• Required task: Reproduce every line of the records below word for word, omitting the pictures.

■ ■ ■ ■ ■

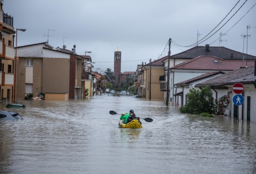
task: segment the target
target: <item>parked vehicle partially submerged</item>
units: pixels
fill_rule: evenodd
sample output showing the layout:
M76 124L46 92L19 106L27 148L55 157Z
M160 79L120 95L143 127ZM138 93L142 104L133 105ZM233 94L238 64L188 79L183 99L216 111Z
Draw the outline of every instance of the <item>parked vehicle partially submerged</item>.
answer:
M15 120L22 119L23 119L19 115L19 113L11 111L0 110L0 120Z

■ ■ ■ ■ ■

• Task result:
task: segment the target
target: <item>parked vehicle partially submerged</item>
units: pixels
fill_rule: evenodd
sample output showing the layout:
M76 124L46 92L19 106L27 148L55 157Z
M160 79L120 95L143 127ZM138 93L142 104L133 105ZM233 94L238 64L188 79L183 99L216 111Z
Draw the outline of every instance of the <item>parked vehicle partially submerged</item>.
answer:
M15 120L22 119L23 119L19 115L19 113L11 111L0 110L0 120Z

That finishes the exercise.